→ Work required
Look through the records below for the line with "target | gray sofa" and the line with "the ceiling fan blade", then return those lines and all lines between, exactly.
__________
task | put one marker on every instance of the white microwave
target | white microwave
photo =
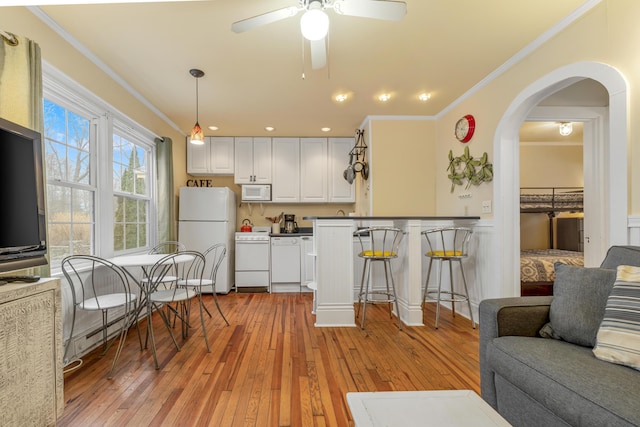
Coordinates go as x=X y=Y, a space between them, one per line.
x=256 y=193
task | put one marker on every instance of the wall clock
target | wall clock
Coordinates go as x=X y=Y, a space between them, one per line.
x=465 y=128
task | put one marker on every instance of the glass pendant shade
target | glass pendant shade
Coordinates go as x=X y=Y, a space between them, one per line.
x=314 y=24
x=197 y=135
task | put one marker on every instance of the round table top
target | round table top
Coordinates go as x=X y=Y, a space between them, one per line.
x=141 y=260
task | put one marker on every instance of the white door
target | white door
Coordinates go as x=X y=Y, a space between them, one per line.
x=204 y=204
x=286 y=170
x=339 y=189
x=262 y=160
x=313 y=170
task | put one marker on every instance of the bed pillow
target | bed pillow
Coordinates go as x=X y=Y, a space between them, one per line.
x=618 y=338
x=579 y=298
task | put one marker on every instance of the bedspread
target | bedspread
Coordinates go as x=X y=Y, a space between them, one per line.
x=537 y=265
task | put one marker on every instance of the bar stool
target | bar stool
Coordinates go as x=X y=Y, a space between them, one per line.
x=382 y=245
x=447 y=244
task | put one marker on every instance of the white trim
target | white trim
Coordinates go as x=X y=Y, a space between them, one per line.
x=58 y=29
x=613 y=176
x=55 y=80
x=523 y=53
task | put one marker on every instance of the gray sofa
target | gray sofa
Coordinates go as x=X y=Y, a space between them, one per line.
x=536 y=381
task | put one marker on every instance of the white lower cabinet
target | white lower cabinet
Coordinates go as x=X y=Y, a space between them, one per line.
x=307 y=263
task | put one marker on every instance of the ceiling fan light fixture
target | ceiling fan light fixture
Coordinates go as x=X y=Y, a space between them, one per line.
x=197 y=135
x=314 y=23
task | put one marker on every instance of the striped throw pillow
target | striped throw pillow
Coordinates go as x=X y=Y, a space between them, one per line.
x=618 y=338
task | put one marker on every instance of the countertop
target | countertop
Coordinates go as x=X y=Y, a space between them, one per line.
x=393 y=218
x=302 y=231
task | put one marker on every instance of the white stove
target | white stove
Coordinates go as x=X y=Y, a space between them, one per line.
x=252 y=258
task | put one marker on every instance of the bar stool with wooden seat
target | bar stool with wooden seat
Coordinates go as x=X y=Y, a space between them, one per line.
x=382 y=245
x=449 y=244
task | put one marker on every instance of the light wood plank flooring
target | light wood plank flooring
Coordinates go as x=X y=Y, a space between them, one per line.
x=271 y=367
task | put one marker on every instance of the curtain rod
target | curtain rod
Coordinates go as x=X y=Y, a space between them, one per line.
x=9 y=38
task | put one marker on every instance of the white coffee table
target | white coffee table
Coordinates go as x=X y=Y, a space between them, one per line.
x=422 y=408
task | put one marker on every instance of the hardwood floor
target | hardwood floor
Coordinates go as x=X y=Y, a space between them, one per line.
x=271 y=367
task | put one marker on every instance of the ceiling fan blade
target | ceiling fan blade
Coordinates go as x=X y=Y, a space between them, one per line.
x=264 y=19
x=318 y=54
x=377 y=9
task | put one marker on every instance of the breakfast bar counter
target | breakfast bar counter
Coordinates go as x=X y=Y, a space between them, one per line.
x=334 y=251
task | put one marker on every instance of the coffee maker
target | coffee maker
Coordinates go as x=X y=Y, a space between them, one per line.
x=290 y=224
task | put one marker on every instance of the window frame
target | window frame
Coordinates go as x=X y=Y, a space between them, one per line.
x=105 y=121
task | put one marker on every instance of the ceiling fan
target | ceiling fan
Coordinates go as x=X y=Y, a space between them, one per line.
x=314 y=23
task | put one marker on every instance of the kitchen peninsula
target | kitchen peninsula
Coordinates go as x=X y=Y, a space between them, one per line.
x=334 y=250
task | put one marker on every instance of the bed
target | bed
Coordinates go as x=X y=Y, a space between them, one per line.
x=536 y=265
x=537 y=269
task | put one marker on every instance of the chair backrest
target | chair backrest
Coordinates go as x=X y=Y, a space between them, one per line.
x=214 y=256
x=382 y=242
x=448 y=242
x=168 y=247
x=185 y=264
x=90 y=276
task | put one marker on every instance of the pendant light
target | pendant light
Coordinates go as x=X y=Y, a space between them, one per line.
x=197 y=135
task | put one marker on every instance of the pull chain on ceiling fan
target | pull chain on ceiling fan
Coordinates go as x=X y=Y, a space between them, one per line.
x=314 y=23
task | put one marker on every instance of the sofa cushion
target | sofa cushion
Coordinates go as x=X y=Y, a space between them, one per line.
x=568 y=380
x=579 y=297
x=618 y=338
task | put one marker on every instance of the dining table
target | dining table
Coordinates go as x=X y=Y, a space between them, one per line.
x=146 y=284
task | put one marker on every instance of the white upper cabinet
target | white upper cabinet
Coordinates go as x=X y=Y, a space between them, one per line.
x=252 y=160
x=214 y=157
x=340 y=191
x=286 y=170
x=313 y=170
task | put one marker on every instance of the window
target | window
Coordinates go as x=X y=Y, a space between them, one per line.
x=98 y=165
x=70 y=185
x=131 y=201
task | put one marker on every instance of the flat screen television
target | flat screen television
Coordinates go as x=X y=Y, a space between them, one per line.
x=23 y=219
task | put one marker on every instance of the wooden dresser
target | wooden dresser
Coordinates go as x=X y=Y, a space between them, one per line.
x=570 y=234
x=31 y=380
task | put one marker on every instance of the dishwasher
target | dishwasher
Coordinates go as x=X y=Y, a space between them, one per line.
x=285 y=263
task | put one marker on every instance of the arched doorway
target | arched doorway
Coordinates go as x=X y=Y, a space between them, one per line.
x=608 y=171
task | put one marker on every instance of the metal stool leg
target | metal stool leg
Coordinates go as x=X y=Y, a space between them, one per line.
x=466 y=291
x=439 y=292
x=395 y=296
x=453 y=292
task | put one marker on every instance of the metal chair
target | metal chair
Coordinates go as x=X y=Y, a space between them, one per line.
x=449 y=244
x=189 y=265
x=99 y=285
x=214 y=256
x=380 y=246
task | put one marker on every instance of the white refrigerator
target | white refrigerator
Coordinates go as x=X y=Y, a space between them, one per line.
x=207 y=216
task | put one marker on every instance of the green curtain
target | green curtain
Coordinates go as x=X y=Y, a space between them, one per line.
x=21 y=90
x=166 y=196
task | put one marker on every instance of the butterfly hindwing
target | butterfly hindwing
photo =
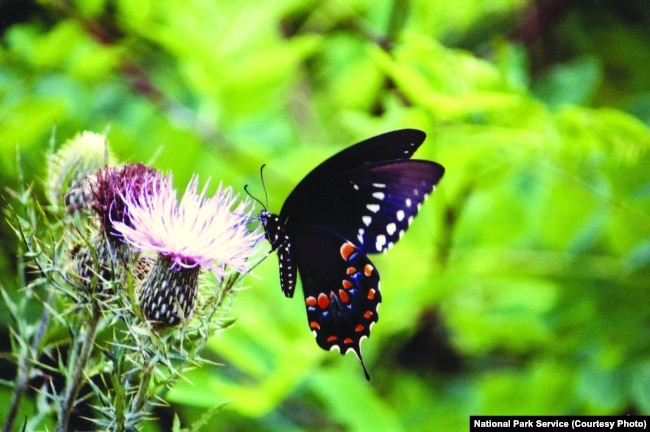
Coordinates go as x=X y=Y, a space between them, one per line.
x=358 y=202
x=341 y=288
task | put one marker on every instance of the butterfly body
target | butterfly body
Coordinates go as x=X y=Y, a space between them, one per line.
x=358 y=202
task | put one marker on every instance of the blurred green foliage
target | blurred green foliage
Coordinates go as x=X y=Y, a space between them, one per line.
x=522 y=287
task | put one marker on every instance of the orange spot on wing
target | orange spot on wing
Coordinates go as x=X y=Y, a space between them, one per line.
x=311 y=301
x=323 y=301
x=347 y=249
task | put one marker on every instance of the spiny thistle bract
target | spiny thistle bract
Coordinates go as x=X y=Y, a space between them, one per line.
x=194 y=233
x=113 y=241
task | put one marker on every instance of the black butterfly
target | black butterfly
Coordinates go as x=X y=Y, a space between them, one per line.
x=358 y=202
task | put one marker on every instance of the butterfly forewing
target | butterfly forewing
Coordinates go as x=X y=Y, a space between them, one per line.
x=357 y=202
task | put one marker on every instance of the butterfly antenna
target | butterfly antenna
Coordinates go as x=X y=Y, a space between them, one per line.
x=265 y=204
x=266 y=194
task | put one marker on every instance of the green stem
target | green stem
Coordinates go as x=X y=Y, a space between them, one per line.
x=25 y=363
x=78 y=362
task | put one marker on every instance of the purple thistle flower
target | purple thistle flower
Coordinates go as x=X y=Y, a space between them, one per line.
x=194 y=232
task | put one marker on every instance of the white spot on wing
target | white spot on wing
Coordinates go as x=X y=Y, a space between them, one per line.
x=373 y=207
x=380 y=242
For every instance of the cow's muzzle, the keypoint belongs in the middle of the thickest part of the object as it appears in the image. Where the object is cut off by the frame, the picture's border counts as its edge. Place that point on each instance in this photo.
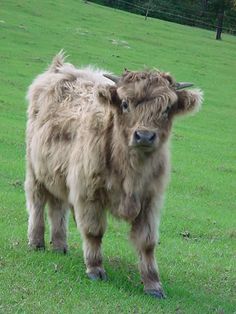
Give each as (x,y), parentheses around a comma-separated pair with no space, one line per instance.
(144,138)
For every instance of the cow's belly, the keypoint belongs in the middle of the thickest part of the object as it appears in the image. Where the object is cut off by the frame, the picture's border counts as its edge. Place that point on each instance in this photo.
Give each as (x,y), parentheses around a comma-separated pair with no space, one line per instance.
(50,167)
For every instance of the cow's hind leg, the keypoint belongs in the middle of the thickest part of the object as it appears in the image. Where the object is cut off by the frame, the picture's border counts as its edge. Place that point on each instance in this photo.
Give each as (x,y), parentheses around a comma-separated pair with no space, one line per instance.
(92,221)
(36,199)
(58,215)
(143,235)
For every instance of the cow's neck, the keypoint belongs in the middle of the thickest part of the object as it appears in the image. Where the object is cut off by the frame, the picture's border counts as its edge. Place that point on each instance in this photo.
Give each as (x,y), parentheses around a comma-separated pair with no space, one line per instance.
(126,165)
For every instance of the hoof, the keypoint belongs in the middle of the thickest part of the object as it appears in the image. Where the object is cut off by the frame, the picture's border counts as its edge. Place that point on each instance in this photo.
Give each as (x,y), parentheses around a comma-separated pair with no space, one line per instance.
(159,294)
(37,246)
(97,274)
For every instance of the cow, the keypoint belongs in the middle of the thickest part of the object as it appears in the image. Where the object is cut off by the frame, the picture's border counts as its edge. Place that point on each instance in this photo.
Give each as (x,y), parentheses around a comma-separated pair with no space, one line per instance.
(98,143)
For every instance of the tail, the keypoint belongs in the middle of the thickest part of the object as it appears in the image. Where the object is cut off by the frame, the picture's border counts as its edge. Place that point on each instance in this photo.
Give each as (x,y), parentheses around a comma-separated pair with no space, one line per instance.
(57,62)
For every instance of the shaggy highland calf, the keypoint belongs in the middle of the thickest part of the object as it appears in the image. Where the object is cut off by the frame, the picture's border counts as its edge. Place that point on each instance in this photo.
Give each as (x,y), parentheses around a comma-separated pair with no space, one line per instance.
(99,143)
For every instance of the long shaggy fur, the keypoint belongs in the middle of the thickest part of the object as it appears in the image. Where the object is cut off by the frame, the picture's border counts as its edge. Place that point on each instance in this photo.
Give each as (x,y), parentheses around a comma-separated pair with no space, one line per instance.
(81,155)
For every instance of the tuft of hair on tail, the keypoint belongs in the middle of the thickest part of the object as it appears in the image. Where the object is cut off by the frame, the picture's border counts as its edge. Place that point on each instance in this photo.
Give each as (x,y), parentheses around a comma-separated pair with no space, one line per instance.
(58,61)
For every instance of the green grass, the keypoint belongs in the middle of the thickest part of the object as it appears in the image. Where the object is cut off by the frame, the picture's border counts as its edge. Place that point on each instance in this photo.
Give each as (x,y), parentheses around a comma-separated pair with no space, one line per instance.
(198,273)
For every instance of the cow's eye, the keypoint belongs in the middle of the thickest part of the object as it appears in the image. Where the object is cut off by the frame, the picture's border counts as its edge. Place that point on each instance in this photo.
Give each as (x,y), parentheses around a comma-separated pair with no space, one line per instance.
(125,106)
(166,112)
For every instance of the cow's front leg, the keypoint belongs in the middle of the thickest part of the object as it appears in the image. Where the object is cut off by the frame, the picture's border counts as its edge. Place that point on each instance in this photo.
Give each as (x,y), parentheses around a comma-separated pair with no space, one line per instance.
(143,235)
(91,218)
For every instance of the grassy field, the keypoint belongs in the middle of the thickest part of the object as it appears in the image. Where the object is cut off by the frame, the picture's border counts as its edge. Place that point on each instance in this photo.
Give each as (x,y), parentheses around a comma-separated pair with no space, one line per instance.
(198,272)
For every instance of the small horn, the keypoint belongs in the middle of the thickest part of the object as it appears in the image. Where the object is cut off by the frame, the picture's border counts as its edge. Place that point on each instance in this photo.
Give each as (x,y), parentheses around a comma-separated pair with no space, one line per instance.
(181,85)
(113,78)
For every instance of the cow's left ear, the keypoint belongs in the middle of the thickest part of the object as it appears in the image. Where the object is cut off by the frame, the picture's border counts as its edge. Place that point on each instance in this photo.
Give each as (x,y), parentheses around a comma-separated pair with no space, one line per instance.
(188,101)
(108,96)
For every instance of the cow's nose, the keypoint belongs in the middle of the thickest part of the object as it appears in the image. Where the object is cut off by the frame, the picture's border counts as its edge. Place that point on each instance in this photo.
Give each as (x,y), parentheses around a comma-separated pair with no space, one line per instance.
(144,137)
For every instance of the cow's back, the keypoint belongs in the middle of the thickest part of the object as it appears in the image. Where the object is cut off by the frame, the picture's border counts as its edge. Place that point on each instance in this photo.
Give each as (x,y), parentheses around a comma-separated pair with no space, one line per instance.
(63,112)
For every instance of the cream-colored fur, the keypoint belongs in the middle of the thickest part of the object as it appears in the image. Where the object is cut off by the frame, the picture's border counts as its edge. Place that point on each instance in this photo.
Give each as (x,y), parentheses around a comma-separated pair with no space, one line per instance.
(80,155)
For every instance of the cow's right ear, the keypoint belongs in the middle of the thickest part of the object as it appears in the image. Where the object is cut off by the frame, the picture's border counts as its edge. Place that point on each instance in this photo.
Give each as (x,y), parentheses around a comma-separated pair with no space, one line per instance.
(108,96)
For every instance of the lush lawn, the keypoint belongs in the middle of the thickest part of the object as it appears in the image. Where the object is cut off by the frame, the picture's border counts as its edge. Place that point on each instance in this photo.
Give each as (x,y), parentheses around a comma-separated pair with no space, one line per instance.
(199,272)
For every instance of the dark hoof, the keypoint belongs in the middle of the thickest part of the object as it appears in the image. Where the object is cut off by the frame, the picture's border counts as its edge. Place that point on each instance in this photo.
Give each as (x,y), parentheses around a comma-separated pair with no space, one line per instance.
(98,274)
(159,294)
(37,247)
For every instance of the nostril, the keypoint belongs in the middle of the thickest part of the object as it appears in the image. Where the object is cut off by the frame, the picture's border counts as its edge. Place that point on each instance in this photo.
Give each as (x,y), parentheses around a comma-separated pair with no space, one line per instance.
(137,136)
(152,137)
__________
→ Answer for the task
target | gray sofa
Coordinates go as x=X y=Y, a space between them, one per line.
x=536 y=381
task | put one marker on every instance of the white lower cabinet
target | white lower cabinet
Coordinates go as x=X y=Y, a space between them, one per line.
x=307 y=263
task | put one marker on every instance of the ceiling fan light fixture
target | ceiling fan light fixture
Coordinates go as x=X y=Y, a space between them, one per line.
x=197 y=135
x=314 y=23
task | put one marker on every instance of the striped throw pillow
target | striped throw pillow
Coordinates go as x=X y=Y, a space between them, one per line.
x=618 y=338
task | put one marker on every instance of the countertop
target | countertop
Coordinates go as x=X y=Y, a space between them, one per line.
x=393 y=218
x=302 y=231
task | put one marker on every instance of the white stove
target | white stove
Coordinates go as x=X y=Y, a space between them, one per line.
x=252 y=258
task | put one marker on every instance of the bar stool with wooden seat
target | bar stool with wooden seat
Coordinates go as x=X y=Y, a space between them, one per line.
x=382 y=245
x=449 y=244
task | put one marker on every instance of the light wood plank flooring
target | light wood plank flooring
Coordinates go as x=X y=Y, a space between them, one per line.
x=271 y=367
task | put one marker on every instance of the curtain rod
target | curtain rod
Coordinates go as x=X y=Y, a space between them, one per line.
x=9 y=38
task | put one marker on every instance of the white coffee table
target | white coffee table
Coordinates go as x=X y=Y, a space between them, one per line.
x=422 y=408
task | put one marker on every instance of the hardwood floor
target | hardwood floor
Coordinates go as x=X y=Y, a space between them, one per line.
x=271 y=367
task | put one marker on every instance of the ceiling fan blade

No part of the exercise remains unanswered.